:: WORK REQUEST ::
Each line holding the word "drawing" must appear in the answer, copied from the entries.

:: PROVIDED MATERIAL ::
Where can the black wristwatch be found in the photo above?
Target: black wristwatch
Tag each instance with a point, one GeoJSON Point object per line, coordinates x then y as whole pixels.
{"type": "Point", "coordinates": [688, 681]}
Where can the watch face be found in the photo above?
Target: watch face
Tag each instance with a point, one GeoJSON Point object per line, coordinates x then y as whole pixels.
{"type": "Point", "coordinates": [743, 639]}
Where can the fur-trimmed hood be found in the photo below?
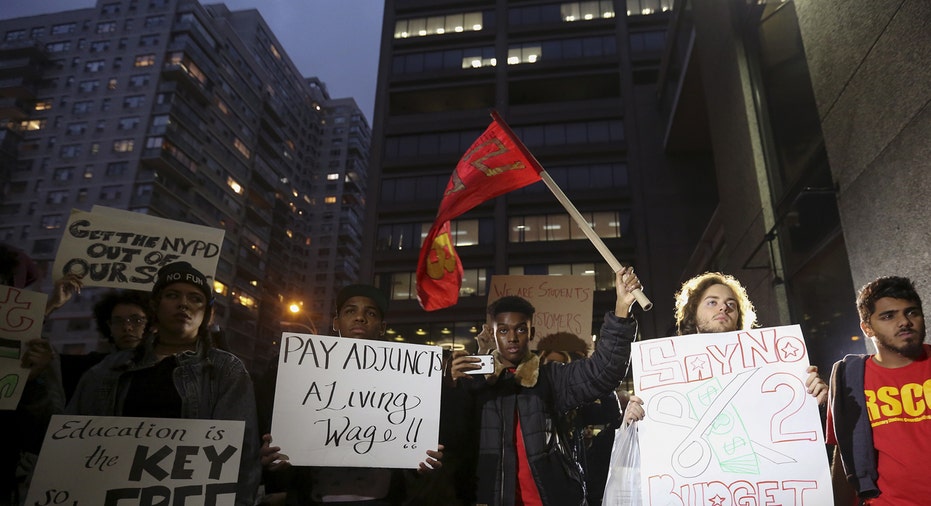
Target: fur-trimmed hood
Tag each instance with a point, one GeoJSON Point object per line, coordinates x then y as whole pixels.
{"type": "Point", "coordinates": [526, 374]}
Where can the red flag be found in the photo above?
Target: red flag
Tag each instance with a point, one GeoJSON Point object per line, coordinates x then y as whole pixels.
{"type": "Point", "coordinates": [495, 164]}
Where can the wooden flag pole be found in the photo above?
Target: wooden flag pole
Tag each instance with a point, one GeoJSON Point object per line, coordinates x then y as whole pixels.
{"type": "Point", "coordinates": [570, 208]}
{"type": "Point", "coordinates": [642, 299]}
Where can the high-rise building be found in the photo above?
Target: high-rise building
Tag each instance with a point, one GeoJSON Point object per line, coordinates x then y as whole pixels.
{"type": "Point", "coordinates": [817, 117]}
{"type": "Point", "coordinates": [192, 113]}
{"type": "Point", "coordinates": [577, 82]}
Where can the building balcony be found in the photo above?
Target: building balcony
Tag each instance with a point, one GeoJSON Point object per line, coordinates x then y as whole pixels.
{"type": "Point", "coordinates": [167, 166]}
{"type": "Point", "coordinates": [194, 87]}
{"type": "Point", "coordinates": [18, 87]}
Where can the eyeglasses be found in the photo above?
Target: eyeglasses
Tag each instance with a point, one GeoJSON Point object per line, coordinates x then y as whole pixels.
{"type": "Point", "coordinates": [132, 321]}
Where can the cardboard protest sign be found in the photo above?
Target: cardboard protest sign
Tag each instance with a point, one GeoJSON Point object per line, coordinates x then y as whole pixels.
{"type": "Point", "coordinates": [121, 249]}
{"type": "Point", "coordinates": [356, 403]}
{"type": "Point", "coordinates": [109, 461]}
{"type": "Point", "coordinates": [562, 303]}
{"type": "Point", "coordinates": [21, 316]}
{"type": "Point", "coordinates": [729, 420]}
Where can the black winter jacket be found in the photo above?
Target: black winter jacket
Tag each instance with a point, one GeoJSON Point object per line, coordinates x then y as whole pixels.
{"type": "Point", "coordinates": [539, 394]}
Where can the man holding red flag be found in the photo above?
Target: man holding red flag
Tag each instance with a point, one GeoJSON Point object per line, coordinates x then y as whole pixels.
{"type": "Point", "coordinates": [495, 164]}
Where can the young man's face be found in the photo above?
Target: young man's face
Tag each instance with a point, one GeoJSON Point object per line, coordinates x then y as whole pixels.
{"type": "Point", "coordinates": [181, 308]}
{"type": "Point", "coordinates": [359, 318]}
{"type": "Point", "coordinates": [898, 326]}
{"type": "Point", "coordinates": [127, 324]}
{"type": "Point", "coordinates": [717, 310]}
{"type": "Point", "coordinates": [513, 333]}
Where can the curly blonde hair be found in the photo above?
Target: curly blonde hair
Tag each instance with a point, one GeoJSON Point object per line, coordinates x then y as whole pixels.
{"type": "Point", "coordinates": [689, 296]}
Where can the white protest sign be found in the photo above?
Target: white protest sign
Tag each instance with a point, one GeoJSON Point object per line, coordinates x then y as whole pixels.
{"type": "Point", "coordinates": [356, 403]}
{"type": "Point", "coordinates": [21, 316]}
{"type": "Point", "coordinates": [562, 303]}
{"type": "Point", "coordinates": [121, 249]}
{"type": "Point", "coordinates": [729, 420]}
{"type": "Point", "coordinates": [124, 461]}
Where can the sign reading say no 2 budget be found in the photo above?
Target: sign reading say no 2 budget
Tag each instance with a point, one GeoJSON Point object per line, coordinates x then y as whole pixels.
{"type": "Point", "coordinates": [729, 420]}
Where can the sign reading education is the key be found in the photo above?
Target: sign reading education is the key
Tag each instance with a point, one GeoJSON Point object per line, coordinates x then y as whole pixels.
{"type": "Point", "coordinates": [729, 420]}
{"type": "Point", "coordinates": [122, 249]}
{"type": "Point", "coordinates": [123, 461]}
{"type": "Point", "coordinates": [356, 403]}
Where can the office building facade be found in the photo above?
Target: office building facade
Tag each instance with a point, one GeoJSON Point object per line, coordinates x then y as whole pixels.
{"type": "Point", "coordinates": [188, 112]}
{"type": "Point", "coordinates": [576, 81]}
{"type": "Point", "coordinates": [816, 120]}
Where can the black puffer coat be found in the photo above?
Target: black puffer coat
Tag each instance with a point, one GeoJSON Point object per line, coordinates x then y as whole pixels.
{"type": "Point", "coordinates": [539, 394]}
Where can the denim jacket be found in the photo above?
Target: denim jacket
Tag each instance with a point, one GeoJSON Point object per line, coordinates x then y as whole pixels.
{"type": "Point", "coordinates": [212, 384]}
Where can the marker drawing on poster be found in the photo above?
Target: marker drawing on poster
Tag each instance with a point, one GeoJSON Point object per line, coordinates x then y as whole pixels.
{"type": "Point", "coordinates": [729, 420]}
{"type": "Point", "coordinates": [122, 249]}
{"type": "Point", "coordinates": [21, 316]}
{"type": "Point", "coordinates": [355, 402]}
{"type": "Point", "coordinates": [124, 461]}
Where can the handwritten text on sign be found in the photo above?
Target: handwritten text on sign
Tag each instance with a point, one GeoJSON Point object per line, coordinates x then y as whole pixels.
{"type": "Point", "coordinates": [729, 420]}
{"type": "Point", "coordinates": [562, 303]}
{"type": "Point", "coordinates": [125, 461]}
{"type": "Point", "coordinates": [120, 249]}
{"type": "Point", "coordinates": [21, 315]}
{"type": "Point", "coordinates": [356, 403]}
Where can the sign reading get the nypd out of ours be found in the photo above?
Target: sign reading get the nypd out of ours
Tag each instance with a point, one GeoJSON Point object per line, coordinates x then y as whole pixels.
{"type": "Point", "coordinates": [123, 461]}
{"type": "Point", "coordinates": [562, 303]}
{"type": "Point", "coordinates": [122, 249]}
{"type": "Point", "coordinates": [21, 316]}
{"type": "Point", "coordinates": [729, 420]}
{"type": "Point", "coordinates": [355, 402]}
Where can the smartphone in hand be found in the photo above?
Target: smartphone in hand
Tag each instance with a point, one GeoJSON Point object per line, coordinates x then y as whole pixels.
{"type": "Point", "coordinates": [487, 363]}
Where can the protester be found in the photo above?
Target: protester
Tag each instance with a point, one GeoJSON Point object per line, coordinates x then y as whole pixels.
{"type": "Point", "coordinates": [176, 373]}
{"type": "Point", "coordinates": [715, 302]}
{"type": "Point", "coordinates": [122, 319]}
{"type": "Point", "coordinates": [593, 424]}
{"type": "Point", "coordinates": [523, 456]}
{"type": "Point", "coordinates": [360, 314]}
{"type": "Point", "coordinates": [879, 417]}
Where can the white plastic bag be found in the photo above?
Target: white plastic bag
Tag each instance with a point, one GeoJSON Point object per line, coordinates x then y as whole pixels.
{"type": "Point", "coordinates": [623, 485]}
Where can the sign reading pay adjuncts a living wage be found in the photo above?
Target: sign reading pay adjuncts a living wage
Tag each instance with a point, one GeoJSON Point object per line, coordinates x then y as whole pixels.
{"type": "Point", "coordinates": [356, 403]}
{"type": "Point", "coordinates": [729, 420]}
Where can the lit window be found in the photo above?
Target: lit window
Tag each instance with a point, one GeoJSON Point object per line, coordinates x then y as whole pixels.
{"type": "Point", "coordinates": [238, 144]}
{"type": "Point", "coordinates": [246, 300]}
{"type": "Point", "coordinates": [145, 60]}
{"type": "Point", "coordinates": [438, 25]}
{"type": "Point", "coordinates": [35, 124]}
{"type": "Point", "coordinates": [524, 53]}
{"type": "Point", "coordinates": [234, 185]}
{"type": "Point", "coordinates": [123, 146]}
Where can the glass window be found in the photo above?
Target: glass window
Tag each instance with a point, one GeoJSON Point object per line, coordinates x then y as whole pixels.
{"type": "Point", "coordinates": [106, 27]}
{"type": "Point", "coordinates": [123, 145]}
{"type": "Point", "coordinates": [63, 28]}
{"type": "Point", "coordinates": [144, 60]}
{"type": "Point", "coordinates": [646, 7]}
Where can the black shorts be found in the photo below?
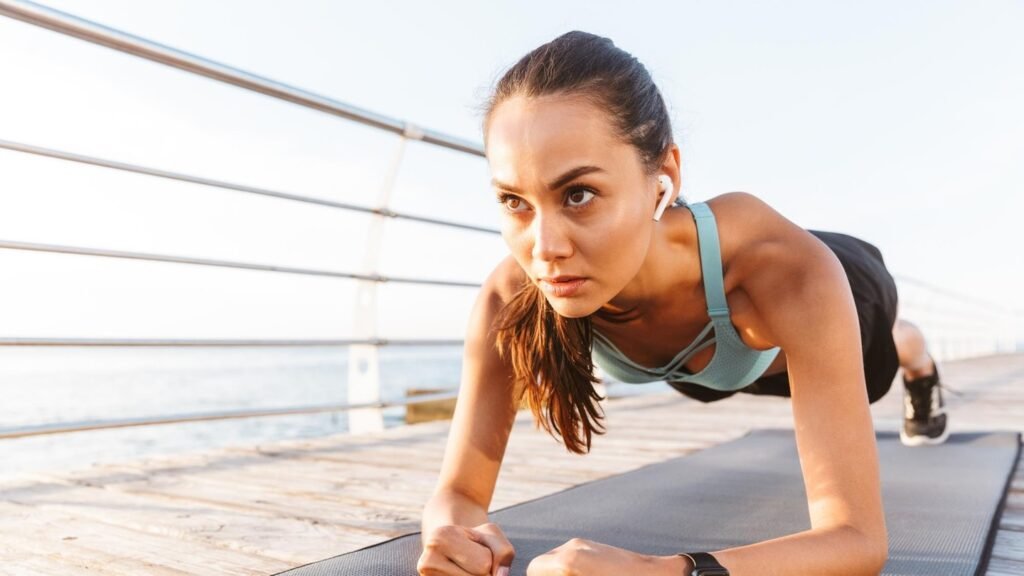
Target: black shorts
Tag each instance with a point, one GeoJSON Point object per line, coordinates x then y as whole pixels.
{"type": "Point", "coordinates": [875, 296]}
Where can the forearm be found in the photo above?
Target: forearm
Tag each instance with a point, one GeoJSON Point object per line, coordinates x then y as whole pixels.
{"type": "Point", "coordinates": [446, 507]}
{"type": "Point", "coordinates": [827, 551]}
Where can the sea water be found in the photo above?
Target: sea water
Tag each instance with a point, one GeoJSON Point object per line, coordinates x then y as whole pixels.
{"type": "Point", "coordinates": [54, 384]}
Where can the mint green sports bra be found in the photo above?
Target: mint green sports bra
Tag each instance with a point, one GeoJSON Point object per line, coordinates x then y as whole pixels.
{"type": "Point", "coordinates": [733, 365]}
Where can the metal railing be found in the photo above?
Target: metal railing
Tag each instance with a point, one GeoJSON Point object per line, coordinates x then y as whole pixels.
{"type": "Point", "coordinates": [971, 335]}
{"type": "Point", "coordinates": [364, 389]}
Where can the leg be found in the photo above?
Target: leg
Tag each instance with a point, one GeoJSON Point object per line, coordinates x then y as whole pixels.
{"type": "Point", "coordinates": [912, 352]}
{"type": "Point", "coordinates": [924, 409]}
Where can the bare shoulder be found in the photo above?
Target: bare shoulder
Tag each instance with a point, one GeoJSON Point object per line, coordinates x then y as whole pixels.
{"type": "Point", "coordinates": [762, 249]}
{"type": "Point", "coordinates": [505, 280]}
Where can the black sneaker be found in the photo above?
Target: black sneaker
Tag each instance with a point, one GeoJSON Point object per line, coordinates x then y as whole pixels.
{"type": "Point", "coordinates": [924, 411]}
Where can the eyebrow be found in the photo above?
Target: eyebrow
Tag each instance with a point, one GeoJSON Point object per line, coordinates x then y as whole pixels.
{"type": "Point", "coordinates": [557, 182]}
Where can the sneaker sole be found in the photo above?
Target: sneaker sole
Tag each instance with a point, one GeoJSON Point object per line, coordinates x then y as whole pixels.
{"type": "Point", "coordinates": [923, 440]}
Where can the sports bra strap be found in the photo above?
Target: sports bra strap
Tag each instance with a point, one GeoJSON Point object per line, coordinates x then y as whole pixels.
{"type": "Point", "coordinates": [711, 259]}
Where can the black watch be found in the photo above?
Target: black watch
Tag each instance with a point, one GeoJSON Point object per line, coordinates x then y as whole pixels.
{"type": "Point", "coordinates": [705, 565]}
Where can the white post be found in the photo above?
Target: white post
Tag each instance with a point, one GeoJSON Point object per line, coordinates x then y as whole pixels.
{"type": "Point", "coordinates": [364, 360]}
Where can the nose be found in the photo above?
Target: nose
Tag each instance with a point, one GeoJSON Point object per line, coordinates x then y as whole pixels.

:: SOLUTION TO THIS PROBLEM ::
Where can the marker drawing on poster be found in the photo above?
Target: marker drawing on poster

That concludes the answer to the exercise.